• [Problem]
Copy the data below line for line, with no changes.

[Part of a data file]
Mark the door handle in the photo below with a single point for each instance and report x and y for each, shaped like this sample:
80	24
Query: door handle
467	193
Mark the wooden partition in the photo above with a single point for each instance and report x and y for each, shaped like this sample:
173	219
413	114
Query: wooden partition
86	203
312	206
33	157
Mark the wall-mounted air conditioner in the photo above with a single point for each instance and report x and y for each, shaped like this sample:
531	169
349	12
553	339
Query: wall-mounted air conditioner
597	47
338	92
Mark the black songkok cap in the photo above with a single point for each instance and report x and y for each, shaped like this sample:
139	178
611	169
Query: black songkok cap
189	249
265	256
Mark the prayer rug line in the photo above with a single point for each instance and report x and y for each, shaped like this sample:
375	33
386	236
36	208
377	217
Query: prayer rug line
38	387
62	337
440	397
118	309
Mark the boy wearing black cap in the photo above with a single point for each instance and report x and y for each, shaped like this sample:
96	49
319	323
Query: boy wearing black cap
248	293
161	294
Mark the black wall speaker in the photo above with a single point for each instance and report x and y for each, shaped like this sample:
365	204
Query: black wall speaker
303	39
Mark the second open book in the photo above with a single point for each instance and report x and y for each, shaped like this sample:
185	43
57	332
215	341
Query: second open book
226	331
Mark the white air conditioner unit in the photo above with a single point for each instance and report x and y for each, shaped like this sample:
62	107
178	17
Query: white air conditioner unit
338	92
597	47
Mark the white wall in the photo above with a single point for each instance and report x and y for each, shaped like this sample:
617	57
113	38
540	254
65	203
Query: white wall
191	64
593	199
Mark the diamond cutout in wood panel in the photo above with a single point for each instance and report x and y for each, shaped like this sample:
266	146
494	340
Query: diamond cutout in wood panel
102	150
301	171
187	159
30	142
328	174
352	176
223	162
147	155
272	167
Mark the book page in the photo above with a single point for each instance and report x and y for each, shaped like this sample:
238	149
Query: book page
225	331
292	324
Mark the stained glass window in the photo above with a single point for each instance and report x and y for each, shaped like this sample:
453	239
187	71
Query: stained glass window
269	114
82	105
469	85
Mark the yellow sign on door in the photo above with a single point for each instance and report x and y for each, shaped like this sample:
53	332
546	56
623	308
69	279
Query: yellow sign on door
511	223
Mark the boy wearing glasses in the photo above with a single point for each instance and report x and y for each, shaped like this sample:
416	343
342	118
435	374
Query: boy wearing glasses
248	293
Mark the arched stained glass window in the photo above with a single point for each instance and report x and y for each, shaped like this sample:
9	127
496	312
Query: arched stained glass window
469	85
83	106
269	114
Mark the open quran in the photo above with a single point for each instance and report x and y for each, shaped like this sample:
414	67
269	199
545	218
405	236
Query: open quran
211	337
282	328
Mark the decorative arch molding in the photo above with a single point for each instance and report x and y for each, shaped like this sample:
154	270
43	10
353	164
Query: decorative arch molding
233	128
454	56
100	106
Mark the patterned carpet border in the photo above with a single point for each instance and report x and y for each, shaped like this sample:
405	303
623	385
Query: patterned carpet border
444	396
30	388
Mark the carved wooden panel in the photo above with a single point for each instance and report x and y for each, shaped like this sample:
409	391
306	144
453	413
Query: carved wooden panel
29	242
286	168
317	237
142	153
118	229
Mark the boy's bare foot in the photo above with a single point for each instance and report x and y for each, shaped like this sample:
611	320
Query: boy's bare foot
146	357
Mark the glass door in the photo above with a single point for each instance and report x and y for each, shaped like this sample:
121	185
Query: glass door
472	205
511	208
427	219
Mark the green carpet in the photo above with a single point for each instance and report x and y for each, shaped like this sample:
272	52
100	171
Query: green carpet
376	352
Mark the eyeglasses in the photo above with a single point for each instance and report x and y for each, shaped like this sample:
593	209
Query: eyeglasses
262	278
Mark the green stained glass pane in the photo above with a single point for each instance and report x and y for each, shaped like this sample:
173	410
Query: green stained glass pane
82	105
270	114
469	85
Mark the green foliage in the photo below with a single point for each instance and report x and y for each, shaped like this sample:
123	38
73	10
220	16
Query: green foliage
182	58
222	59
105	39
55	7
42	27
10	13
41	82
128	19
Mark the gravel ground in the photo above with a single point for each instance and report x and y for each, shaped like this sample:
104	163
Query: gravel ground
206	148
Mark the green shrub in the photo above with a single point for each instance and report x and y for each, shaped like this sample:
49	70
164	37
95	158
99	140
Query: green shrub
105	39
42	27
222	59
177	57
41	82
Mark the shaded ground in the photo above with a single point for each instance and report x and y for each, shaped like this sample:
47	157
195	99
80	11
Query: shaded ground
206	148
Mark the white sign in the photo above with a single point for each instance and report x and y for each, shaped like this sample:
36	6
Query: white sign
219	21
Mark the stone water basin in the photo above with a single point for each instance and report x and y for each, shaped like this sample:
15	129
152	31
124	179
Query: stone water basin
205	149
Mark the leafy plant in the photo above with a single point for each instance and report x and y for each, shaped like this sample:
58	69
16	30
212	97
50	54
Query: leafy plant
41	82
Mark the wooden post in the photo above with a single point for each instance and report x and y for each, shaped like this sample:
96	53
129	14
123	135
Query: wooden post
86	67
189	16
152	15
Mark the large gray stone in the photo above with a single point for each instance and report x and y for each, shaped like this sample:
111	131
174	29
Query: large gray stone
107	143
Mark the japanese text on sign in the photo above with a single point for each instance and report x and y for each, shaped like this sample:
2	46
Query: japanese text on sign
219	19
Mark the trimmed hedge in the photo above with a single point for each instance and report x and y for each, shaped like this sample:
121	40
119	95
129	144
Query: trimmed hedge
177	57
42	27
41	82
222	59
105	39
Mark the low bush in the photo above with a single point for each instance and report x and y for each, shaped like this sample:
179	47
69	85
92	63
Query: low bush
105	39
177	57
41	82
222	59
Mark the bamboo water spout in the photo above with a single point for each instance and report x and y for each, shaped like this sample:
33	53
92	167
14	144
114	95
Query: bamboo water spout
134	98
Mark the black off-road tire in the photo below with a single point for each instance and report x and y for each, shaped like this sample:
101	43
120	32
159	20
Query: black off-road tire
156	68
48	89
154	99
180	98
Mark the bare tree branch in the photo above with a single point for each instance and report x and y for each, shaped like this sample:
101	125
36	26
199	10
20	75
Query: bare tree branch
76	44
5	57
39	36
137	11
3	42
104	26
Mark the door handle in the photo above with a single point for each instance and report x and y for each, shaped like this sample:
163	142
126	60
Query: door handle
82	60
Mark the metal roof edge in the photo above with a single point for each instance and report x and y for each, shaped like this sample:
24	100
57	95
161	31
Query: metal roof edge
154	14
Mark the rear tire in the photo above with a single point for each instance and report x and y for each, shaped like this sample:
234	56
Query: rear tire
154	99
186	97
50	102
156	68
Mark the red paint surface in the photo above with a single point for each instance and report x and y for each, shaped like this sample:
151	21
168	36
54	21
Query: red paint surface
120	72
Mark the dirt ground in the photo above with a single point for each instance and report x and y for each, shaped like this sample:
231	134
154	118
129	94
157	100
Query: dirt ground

• [Answer to this problem]
Mark the door handle in the photo below with a single point for each instance and report x and y for each, shaped like this sample:
80	24
Query: door handle
467	193
Mark the wooden partition in the photo above with a single point for each instance and report x and y for each, shaped like this sample:
173	219
413	114
Query: wooden partition
86	203
312	206
33	157
Mark the wall-mounted air conditioner in the photo above with a single point for each instance and report x and y for each, shaped like this sample:
531	169
349	12
553	339
Query: wall-mounted air conditioner
597	47
338	92
Mark the black songkok cap in the photo above with a single point for each instance and report x and y for each, shaped like this sample:
139	178
611	169
Query: black songkok cap
189	249
265	256
Mark the prayer rug line in the photo above with a single point for each instance and report x and y for each, shaped like this sample:
375	33
386	236
36	208
377	217
Query: prayer rug line
38	387
62	337
440	397
118	309
Mark the boy wearing black cap in the photo above with a single point for each instance and report x and y for each, shaped like this sample:
96	49
319	323
Query: boy wearing black cap
248	293
161	294
Mark the black wall speaker in the photo above with a single point for each instance and report x and y for each, shaped like this sample:
365	204
Query: black wall speaker
303	39
Mark the second open book in the photo above with a single point for each instance and report x and y for each, shaped like this sample:
185	43
57	332
215	341
Query: second open book
226	331
Mark the white air conditioner unit in the photo above with a single point for each instance and report x and y for each, shaped like this sample:
62	107
178	17
Query: white air conditioner unit
338	92
597	47
Mark the white wall in the photo above with a single point for each instance and report x and y for each, shaped like this sample:
617	57
113	38
540	254
65	203
Query: white wall
191	64
593	199
Mark the diamond cutout in wood panel in the photo above with a single point for each instance and report x and y for each, shaped like this sample:
266	146
494	340
Query: diamond cutout in wood panel
102	150
301	171
187	159
30	142
328	174
352	176
223	162
147	155
272	167
Mark the book page in the photo above with a single point for each instance and report x and y for each, shaped like this sample:
238	149
Query: book page
225	331
292	324
Mark the stained glass window in the photo above with a single point for each instance and report x and y for each, shaped like this sample:
453	239
187	71
Query: stained glass window
269	114
82	105
469	85
Mark the yellow sign on door in the photo above with a single point for each instance and report x and y for each, shaped like this sample:
53	332
546	56
623	308
69	279
Query: yellow sign on door
511	223
Mark the boy wearing glasses in the photo above with a single point for each instance and report x and y for each, shaped like this sample:
416	343
342	118
435	374
Query: boy wearing glasses
248	293
Mark the arched stained glass window in the photo above with a single point for each instance and report x and y for each, shaped like this sample:
9	127
496	312
Query: arched stained glass window
469	85
83	106
269	114
Mark the open quran in the photo above with a single point for each instance and report x and y for each, shaped like this sample:
414	67
269	199
545	218
405	236
Query: open quran
211	337
282	328
Mark the decorative arch molding in the photo above with a single point for each instance and report x and y for each, shaped like this sample:
154	270
43	10
353	164
Query: decorative arch molding
233	128
454	56
100	106
Mark the patterned carpet border in the photo above with a single point for each instance and report x and y for each, shaped like this sample:
405	303
623	385
Query: patterned carpet border
444	396
30	388
Mark the carved wooden panel in the photo above with a single point for each instance and report x and y for each, shaped like this sample:
409	391
306	144
453	413
Query: carved wooden panel
29	242
286	168
317	237
142	153
118	229
Mark the boy's bare foot in the photo above with a single point for each instance and report x and y for each, shaped like this sample:
611	320
Query: boy's bare foot
146	357
Mark the glass door in the photo above with a single point for each instance and report x and y for each, shaped like this sample:
121	185
Query: glass door
472	205
511	208
427	219
Mark the green carpet in the photo above with a single point for each instance and report x and y for each, shaped like this sample:
272	52
100	171
Query: green carpet
376	352
Mark the eyeglasses in the photo above with a single point for each instance and report x and y for each, shaped like this sample:
593	209
Query: eyeglasses
262	278
Mark the green stained glass pane in the photo above with a single point for each instance and report x and y for each, shaped like this sample:
173	410
Query: green stained glass pane
82	105
270	114
469	85
Mark the green foliage in the photo below with a single point for each instance and report x and y for each, shaped like this sample:
123	38
73	10
220	16
Query: green foliage
182	58
222	59
105	39
55	7
42	27
10	13
41	82
128	19
Mark the gravel ground in the photo above with a single point for each instance and report x and y for each, shaped like this sample:
104	163
Query: gravel ground
206	148
Mark the green shrub in the photo above with a single point for each instance and report x and y for each, shaped like this sample:
49	70
164	37
95	158
99	140
Query: green shrub
105	39
42	27
222	59
177	57
41	82
Mark the shaded ground in the photo above with a single point for each instance and report x and y for each, shaped like this sample:
47	157
195	99
80	11
Query: shaded ground
206	148
Mark the white sign in the photo above with a single point for each instance and report x and y for each, shaped like this sample:
36	6
Query: white sign
219	21
Mark the stone water basin in the photo above with a single point for each instance and report x and y for each, shaped like this sample:
15	129
152	31
124	179
Query: stone water basin
205	149
Mark the leafy plant in the photo above with a single point for each instance and report x and y for each, shaped like this sample:
58	69
16	30
212	97
50	54
Query: leafy plant
41	82
Mark the wooden post in the photo above with a single point for each instance and report x and y for each, shaped like this sample:
96	53
129	14
123	135
Query: wooden post
86	67
189	16
152	15
Mark the large gray stone in the photo above with a single point for each instance and report x and y for each, shaped like this sample:
111	131
174	29
Query: large gray stone
107	143
Mark the japanese text on sign in the photo above with a single point for each instance and report x and y for each, shaped like this sample:
2	46
Query: japanese text on sign
219	19
Mark the trimmed hedge in the photo above with a single point for each instance and report x and y for each, shaped like this sample:
121	40
119	95
129	144
Query: trimmed hedge
177	57
42	27
41	82
222	59
105	39
Mark the low bush in the photo above with a single point for each instance and report x and y for each, shaped like this sample:
179	47
69	85
92	63
Query: low bush
105	39
177	57
41	82
222	59
Mark the bamboo water spout in the photo above with a single point for each instance and report x and y for each, shaped like this sample:
33	53
92	167
14	144
114	95
Query: bamboo water spout
134	98
Mark the black off-road tire in the photo below with a single point for each instance and report x and y for each, shaped like this sample:
101	43
120	32
159	20
Query: black off-road tire
156	68
48	89
154	99
180	98
Mark the bare tree branch in the photo above with a single point for each instance and report x and y for each, shaped like this sample:
101	125
36	26
199	10
20	75
Query: bare tree branch
76	44
5	57
39	36
137	11
3	42
104	26
Mark the door handle in the photo above with a single point for each instance and report x and y for each, shaped like this sample:
163	142
126	60
Query: door handle
82	60
Mark the metal roof edge in the photo above with a single point for each instance and report x and y for each, shaped like this sample:
24	100
57	95
161	31
Query: metal roof edge
154	14
Mark the rear tire in the photo above with a single point for each instance and report x and y for each, shaped like this sample:
234	56
Query: rear tire
154	99
186	97
50	102
156	68
Mark the red paint surface in the photo above with a single point for each instance and report x and y for each, shaped like this sample:
151	21
168	36
54	21
Query: red paint surface
120	72
Mark the dirt ground in the photo above with a single point for each instance and report x and y for each, shaped like this sample:
231	134
154	118
129	94
157	100
Query: dirt ground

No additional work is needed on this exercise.